> [Given records]:
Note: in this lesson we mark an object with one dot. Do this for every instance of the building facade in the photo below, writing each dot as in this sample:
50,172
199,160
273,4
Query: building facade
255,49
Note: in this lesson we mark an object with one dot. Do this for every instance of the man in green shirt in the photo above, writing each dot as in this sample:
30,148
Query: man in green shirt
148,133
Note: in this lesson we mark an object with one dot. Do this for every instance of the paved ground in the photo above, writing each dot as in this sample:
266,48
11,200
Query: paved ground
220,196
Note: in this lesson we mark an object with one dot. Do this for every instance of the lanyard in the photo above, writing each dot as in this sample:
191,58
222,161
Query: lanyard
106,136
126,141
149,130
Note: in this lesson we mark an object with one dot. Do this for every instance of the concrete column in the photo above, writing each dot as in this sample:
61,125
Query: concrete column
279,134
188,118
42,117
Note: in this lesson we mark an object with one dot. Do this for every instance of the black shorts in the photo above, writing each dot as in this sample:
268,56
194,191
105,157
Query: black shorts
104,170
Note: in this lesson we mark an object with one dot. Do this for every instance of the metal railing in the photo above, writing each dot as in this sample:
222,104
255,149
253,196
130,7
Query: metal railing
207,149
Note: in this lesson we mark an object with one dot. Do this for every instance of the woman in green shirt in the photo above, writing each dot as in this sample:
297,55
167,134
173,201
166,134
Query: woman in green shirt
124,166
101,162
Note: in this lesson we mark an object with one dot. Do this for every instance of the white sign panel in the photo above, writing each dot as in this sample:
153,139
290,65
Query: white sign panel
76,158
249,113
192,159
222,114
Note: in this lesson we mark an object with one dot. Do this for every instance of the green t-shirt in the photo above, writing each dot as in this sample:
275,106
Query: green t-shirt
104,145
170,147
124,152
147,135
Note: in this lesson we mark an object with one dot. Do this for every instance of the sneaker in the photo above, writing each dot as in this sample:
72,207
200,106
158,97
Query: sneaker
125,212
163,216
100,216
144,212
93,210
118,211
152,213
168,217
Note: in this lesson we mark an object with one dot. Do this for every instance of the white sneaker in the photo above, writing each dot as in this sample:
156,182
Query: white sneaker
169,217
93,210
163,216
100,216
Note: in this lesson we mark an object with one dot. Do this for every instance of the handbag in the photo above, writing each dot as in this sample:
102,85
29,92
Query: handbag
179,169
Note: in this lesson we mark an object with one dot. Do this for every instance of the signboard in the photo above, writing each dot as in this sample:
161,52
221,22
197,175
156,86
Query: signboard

> [Required action]: Find the word "signboard" in the entries. Copy each line that holds it.

> [Result of the exercise]:
Note: in this lesson we mark an object with one dot. Do this for every instance of the signboard in the photo above, writing each dot as in this sample:
Query: signboard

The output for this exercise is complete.